» **Items from a data source**:
= = =

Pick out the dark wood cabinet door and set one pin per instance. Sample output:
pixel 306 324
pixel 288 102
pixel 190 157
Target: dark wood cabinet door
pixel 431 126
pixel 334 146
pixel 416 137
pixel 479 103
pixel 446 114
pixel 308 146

= = =

» **ABOUT THIS TASK**: Go through the entries above and restate each one exactly.

» **EXPECTED ANSWER**:
Pick out the dark wood cabinet door and set one pin per instance. Sample output:
pixel 306 324
pixel 288 102
pixel 190 157
Target: dark wood cabinet door
pixel 431 126
pixel 334 146
pixel 416 137
pixel 479 103
pixel 446 114
pixel 308 146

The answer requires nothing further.